Input material:
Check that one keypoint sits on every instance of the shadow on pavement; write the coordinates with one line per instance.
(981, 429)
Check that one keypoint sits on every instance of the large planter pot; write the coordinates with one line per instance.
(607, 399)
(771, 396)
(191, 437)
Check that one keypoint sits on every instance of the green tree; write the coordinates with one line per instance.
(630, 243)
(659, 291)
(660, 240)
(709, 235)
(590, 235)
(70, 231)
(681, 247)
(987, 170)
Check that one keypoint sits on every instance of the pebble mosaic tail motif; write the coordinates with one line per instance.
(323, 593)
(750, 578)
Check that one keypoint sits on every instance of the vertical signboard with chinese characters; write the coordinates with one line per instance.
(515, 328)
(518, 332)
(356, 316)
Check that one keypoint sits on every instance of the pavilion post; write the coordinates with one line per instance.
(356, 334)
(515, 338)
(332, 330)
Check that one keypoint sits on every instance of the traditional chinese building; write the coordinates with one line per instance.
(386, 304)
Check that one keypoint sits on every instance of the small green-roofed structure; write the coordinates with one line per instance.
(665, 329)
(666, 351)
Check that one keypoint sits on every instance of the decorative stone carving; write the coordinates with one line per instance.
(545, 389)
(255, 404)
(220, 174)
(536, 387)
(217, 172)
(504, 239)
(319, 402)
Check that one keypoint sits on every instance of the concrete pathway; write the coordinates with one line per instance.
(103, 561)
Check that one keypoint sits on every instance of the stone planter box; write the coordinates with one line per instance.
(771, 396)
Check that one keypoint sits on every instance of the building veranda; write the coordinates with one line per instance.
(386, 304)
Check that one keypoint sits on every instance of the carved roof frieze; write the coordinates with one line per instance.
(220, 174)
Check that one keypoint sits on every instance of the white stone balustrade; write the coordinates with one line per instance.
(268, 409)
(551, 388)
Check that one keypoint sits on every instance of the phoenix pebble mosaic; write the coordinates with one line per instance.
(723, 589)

Assigned task: Output the entire listing again, word for word.

Worked solution:
Check that one keypoint sits on every instance of the shadow on pavement; write the coordinates with one line per instance.
(981, 429)
Check that one keypoint sits on every instance of the large planter pot; write the coordinates with one line per instance.
(607, 399)
(771, 396)
(191, 437)
Check that one keypoint sits on every instance of the green tree; write the coordinates with one line per instance.
(630, 243)
(659, 291)
(660, 240)
(709, 235)
(590, 235)
(70, 231)
(681, 247)
(987, 170)
Check that one keypoint sits on every instance of the pebble mosaic tail motif; write the coordinates with one line per instance.
(323, 593)
(750, 578)
Check that one keypoint sits on every instance of the vertical signboard with chinese characters; write the coordinates with one line per instance.
(515, 328)
(518, 332)
(356, 316)
Check that one keypoint sits on every instance of the pavilion post; write the coordinates with one line per instance.
(356, 334)
(515, 338)
(332, 330)
Check that one keypoint sits on every instance of the traditional chinese building; write the coordinates with one line per instance.
(386, 304)
Check that one keypoint sits on every instance of the small green-roofed structure; write the coordinates with one line per instance.
(665, 329)
(666, 351)
Check that one keypoint sits on every instance of the decorative stone carving; write the coordinates with one line per instance.
(545, 389)
(255, 404)
(220, 174)
(536, 387)
(217, 172)
(504, 239)
(319, 402)
Check that one keypoint sits on every instance of the concrete pathway; write the coordinates with one line per instance.
(103, 561)
Check that one keypoint sits on every instance of the stone planter box; write the coordinates with one line per instance.
(771, 396)
Check that one keypoint sits on every instance of the building veranda; write the coordinates with one line per instance.
(386, 304)
Check that one keypoint sits on every instance of the carved roof frieze; write the coordinates with one line per instance.
(220, 174)
Check that one keypoint sits on every instance of the white stone balustrade; write the coordinates with one line per instance.
(268, 409)
(551, 388)
Check that one keypoint sits on every instance of the phoenix pebble mosaic; write the coordinates with one line per instance.
(723, 589)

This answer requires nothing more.